## Document passage:
______________________________

The working group will deliver its findings by mid-July of this year. The expectation is that EU policy priorities will be reordered accordingly. Power over certain issues may be re-delegated to the Member States. The resulting resource savings shall allow the Commission to focus its attention on competences that will remain with the Union.

The EU needs focus

Setting priorities and having actionable plans is the safest way to efficiency. Specialisation and the division of labour are prerequisites to economies of scale. Focus delivers results.

But there is another upside, which relates to the Union’s perception as a detached bureaucracy: the EU is all too often depicted as the ‘Brussels’ apparatus that wants to have a say in just about every matter of political interest. While perception may not correspond to reality, it does rest on a kernel of truth. The EU is trying to do too much, even though it sometimes lacks the funds and the appropriate institutional arrangements to deliver to the degree it would like to.

A shift in the approach to policy-making is necessary to (i) fully commit to issues that fall within the scope of exclusive and/or shared competence, as per the principle of conferral, and (ii) provide governments with some extra freedom on phenomena that should not be of an immediate European interest.

Progress is a matter of timing

Apart from the general idea of enjoying efficiency gains from a more considered use of resources, there is the pragmatist’s consideration: not every policy occupies the same place on the agenda, regardless of the circumstances. Some matters come to the forefront, requiring immediate attention, while others go under the radar.

Reforms are all about timing. Think of how much changed in the midst of the economic and financial crisis. The Stability and Growth Pact was complemented with the two-pack and the six-pack, as well as the fiscal compact. The European Stability Mechanism was established. On the monetary and financial fronts, the European Central Bank gained supervisory powers (prudential policy) and the EU developed instruments to better assess systemic risk. In short, the Economic and Monetary Union underwent thoroughgoing reform. Yet as soon as the sense of urgency subsided, the pace of change slowed down considerably. While there still is much to be done, policy-makers believe there are more pressing issues.

______________________________

## Your objective:
Copy the passage on EU policy priorities between "Apart from the" and "under the radar.", inclusive, and swap "agenda" out for "schedule".

Records in a dataset:
______________________________

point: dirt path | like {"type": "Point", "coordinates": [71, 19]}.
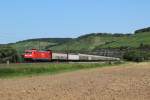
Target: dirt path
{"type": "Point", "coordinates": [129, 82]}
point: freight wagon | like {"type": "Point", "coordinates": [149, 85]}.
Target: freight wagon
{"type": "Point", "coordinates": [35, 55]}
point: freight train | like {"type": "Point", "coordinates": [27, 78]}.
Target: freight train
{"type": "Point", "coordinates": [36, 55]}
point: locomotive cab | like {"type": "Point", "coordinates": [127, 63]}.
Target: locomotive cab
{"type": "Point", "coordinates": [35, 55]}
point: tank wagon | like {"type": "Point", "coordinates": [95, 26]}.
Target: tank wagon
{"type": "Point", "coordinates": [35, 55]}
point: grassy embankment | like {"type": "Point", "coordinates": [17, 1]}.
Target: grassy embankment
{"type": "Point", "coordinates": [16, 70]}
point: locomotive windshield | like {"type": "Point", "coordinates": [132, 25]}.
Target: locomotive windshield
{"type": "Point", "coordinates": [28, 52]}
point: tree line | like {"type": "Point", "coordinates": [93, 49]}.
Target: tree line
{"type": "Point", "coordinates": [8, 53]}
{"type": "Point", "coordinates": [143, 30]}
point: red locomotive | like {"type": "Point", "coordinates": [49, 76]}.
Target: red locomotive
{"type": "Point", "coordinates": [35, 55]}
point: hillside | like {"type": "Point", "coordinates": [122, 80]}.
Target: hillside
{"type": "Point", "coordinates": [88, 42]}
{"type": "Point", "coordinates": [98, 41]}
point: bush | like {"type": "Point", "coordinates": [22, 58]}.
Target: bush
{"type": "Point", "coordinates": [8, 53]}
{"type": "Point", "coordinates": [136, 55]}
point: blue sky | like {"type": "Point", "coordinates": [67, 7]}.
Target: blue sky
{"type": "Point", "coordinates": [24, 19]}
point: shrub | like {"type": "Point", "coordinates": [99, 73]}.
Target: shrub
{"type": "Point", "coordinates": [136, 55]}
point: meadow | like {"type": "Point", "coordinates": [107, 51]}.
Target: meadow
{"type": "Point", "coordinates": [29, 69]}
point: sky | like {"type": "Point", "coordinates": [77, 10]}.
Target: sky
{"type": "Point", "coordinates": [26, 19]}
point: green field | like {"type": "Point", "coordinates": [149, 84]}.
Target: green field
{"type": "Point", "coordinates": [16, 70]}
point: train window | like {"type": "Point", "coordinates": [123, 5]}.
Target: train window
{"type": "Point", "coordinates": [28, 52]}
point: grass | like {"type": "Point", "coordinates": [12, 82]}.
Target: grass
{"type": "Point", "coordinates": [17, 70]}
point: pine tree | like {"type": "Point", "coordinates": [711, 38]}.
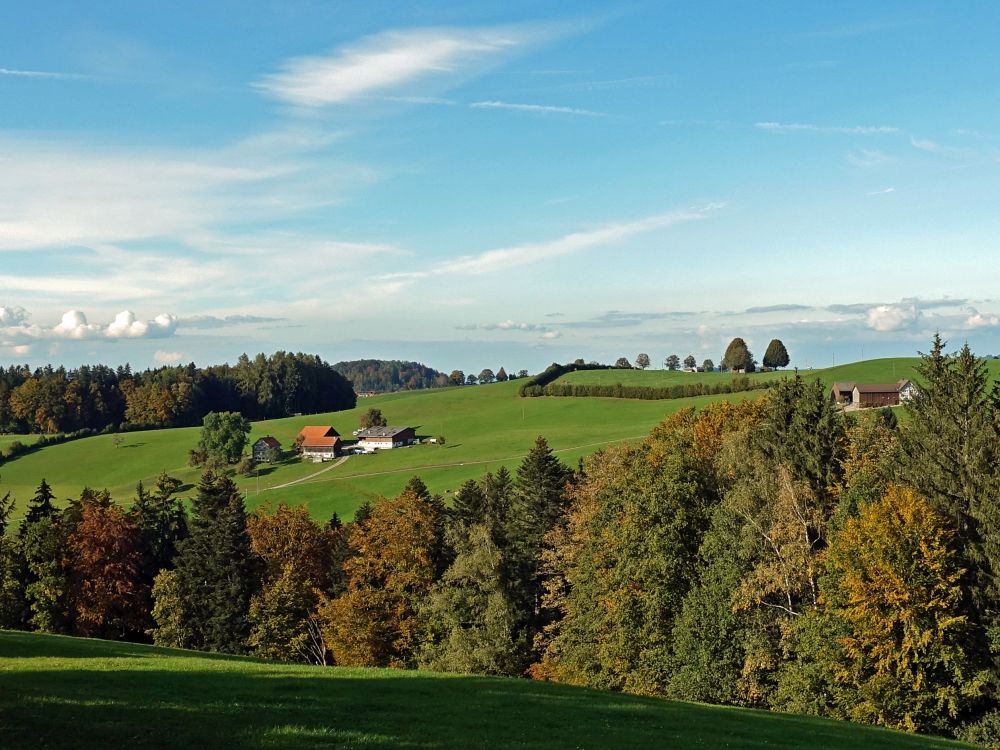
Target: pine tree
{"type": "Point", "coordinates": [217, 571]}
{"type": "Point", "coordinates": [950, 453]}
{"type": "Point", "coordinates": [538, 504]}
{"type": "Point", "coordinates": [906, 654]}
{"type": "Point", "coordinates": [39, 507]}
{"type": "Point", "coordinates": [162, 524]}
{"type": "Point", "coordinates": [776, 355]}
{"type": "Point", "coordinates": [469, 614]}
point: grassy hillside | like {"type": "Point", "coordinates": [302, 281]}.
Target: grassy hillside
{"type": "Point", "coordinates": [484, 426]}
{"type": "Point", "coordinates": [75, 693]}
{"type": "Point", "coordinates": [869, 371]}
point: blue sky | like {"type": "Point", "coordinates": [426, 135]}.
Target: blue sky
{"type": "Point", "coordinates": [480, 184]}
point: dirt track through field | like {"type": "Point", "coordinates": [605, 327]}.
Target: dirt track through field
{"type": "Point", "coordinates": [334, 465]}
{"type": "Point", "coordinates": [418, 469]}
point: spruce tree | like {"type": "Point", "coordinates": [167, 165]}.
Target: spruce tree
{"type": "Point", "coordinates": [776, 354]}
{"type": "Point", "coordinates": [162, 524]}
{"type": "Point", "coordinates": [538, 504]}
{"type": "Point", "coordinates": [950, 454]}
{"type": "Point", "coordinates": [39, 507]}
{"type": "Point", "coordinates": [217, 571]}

______________________________

## Answer for this exercise:
Apart from the general idea of enjoying efficiency gains from a more considered use of resources, there is the pragmatist’s consideration: not every policy occupies the same place on the schedule, regardless of the circumstances. Some matters come to the forefront, requiring immediate attention, while others go under the radar.